** Opening Data for this exercise block **

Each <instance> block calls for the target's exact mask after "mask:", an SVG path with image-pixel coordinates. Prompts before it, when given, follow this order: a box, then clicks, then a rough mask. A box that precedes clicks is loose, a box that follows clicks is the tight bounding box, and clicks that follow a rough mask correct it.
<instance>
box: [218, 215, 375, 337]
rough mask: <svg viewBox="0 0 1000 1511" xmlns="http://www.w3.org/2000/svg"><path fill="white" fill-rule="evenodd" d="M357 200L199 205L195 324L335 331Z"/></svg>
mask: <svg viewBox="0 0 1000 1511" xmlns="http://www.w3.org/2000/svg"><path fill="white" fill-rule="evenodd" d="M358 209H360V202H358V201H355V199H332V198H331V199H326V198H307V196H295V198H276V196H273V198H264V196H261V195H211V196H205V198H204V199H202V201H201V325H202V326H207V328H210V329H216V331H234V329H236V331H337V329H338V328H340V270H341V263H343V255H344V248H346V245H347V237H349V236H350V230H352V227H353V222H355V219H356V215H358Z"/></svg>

** Closing Data for this exercise block **
** Opening Data for this exercise block **

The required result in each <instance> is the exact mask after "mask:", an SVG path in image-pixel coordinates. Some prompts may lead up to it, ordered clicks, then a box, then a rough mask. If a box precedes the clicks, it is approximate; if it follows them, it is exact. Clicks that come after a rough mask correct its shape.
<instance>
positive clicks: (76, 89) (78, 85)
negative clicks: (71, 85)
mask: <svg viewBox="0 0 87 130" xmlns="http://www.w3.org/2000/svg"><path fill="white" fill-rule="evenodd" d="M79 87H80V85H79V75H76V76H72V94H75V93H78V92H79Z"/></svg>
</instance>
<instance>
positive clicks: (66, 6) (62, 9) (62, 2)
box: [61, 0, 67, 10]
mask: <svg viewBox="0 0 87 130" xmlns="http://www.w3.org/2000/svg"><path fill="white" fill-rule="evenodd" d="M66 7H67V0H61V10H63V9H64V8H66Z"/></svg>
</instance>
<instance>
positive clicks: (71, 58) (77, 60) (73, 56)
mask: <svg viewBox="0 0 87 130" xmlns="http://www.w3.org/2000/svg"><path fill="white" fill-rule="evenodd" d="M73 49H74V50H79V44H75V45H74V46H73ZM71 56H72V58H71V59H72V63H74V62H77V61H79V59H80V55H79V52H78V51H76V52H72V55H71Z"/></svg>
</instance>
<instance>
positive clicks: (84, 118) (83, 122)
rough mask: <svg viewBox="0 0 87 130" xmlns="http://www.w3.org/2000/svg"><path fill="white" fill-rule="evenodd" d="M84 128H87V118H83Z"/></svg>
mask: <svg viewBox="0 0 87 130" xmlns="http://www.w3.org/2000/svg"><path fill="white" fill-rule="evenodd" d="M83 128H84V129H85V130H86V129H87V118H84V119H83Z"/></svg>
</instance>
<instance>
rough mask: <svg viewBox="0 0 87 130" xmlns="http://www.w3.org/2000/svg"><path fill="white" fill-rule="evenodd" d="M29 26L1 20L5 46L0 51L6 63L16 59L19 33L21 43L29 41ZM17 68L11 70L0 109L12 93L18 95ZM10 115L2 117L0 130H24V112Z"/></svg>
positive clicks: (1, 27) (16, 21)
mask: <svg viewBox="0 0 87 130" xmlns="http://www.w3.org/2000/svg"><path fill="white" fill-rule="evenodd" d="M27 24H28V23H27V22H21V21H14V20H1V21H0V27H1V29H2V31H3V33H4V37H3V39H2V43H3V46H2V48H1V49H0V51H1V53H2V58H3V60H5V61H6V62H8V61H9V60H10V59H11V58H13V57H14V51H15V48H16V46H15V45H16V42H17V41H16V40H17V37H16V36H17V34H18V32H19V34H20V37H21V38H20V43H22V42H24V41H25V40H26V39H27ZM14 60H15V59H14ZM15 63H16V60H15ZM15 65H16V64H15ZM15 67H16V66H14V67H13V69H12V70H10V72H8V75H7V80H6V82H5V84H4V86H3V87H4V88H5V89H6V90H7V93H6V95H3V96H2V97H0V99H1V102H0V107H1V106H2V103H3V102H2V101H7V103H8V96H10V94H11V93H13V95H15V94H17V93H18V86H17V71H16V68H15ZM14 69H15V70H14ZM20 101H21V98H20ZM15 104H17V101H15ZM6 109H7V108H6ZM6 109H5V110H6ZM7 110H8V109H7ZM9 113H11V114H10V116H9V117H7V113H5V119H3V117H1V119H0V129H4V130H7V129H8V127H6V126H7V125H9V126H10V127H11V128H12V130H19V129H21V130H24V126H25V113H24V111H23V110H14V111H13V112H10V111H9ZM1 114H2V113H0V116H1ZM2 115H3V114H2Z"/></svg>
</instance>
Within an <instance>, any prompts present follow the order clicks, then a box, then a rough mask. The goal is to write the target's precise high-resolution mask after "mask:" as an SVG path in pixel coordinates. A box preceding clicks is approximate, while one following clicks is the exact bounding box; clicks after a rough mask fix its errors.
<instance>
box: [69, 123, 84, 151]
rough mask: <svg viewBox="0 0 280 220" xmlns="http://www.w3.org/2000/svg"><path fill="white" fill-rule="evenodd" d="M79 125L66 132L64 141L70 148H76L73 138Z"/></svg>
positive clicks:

** Closing Data for this exercise block **

(Work task): Output, from the data above, the lines from the line with "Within an <instance>, any" to the line with "box: [69, 123, 84, 151]" exactly as they stand, both ends included and nothing else.

(Solved problem):
Within an <instance>, any prompts present follow the order clicks, then a box, then a rough mask. The goal is to write the target's precise high-resolution mask after "mask:" as an SVG path in pixel coordinates. A box preceding clicks is approximate, while one following clicks is the exact bounding box; clicks after a rough mask fix its errors.
<instance>
box: [69, 123, 84, 151]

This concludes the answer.